> _TASK OBJECTIVE_
Begin with the line containing "of the limestone" and copy each line exactly through the last line of the entries, inclusive.

Dataset records:
• • •
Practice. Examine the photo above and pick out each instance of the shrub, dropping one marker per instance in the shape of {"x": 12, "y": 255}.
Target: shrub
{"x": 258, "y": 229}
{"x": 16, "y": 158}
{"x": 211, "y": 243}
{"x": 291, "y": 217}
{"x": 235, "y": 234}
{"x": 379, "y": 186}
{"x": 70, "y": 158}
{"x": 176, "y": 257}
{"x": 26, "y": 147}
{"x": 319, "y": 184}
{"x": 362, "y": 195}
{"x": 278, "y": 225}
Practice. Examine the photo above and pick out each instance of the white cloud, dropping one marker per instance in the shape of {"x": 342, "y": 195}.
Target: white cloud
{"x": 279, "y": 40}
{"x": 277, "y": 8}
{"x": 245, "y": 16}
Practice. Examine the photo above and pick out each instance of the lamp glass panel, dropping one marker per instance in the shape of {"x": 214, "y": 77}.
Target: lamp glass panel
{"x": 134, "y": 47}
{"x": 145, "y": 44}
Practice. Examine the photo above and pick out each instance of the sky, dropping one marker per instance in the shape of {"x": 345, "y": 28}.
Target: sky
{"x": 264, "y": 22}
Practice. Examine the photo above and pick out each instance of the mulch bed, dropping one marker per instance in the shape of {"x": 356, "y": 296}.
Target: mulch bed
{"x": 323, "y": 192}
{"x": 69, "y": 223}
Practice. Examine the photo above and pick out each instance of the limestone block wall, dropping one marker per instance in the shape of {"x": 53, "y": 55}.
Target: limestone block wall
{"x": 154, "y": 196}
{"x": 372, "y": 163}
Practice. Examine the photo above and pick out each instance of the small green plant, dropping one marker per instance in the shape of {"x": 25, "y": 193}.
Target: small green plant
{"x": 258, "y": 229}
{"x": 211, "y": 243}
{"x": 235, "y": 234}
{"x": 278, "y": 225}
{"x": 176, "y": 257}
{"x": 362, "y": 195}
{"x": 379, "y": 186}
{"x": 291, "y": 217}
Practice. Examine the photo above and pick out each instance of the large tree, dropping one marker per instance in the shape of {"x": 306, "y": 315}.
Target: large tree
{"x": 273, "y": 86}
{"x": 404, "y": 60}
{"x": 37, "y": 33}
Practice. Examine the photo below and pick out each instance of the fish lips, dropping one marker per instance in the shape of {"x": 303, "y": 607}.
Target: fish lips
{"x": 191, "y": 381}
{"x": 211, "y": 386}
• • •
> _RESULT FOR THIS EXERCISE_
Practice. Examine the photo above and pick out each instance of the limestone block wall, dropping one marker per instance in the shape of {"x": 53, "y": 55}.
Target: limestone block wall
{"x": 154, "y": 196}
{"x": 372, "y": 163}
Practice. Examine the photo above and pick out each instance of the small green plant, dropping one marker per instance in the shape of {"x": 25, "y": 193}.
Target: small green plant
{"x": 258, "y": 229}
{"x": 211, "y": 243}
{"x": 235, "y": 234}
{"x": 278, "y": 225}
{"x": 176, "y": 257}
{"x": 362, "y": 195}
{"x": 379, "y": 186}
{"x": 291, "y": 217}
Practice. Examine the photo above and pick out each instance of the large tree, dropping one marker per instance in the shape of {"x": 306, "y": 315}.
Target: large tree
{"x": 273, "y": 86}
{"x": 404, "y": 60}
{"x": 37, "y": 33}
Practice. Examine the photo below and pick out each instance of the fish lips, dropping one marker per instance in the shape of {"x": 303, "y": 607}.
Target: fish lips
{"x": 191, "y": 381}
{"x": 211, "y": 386}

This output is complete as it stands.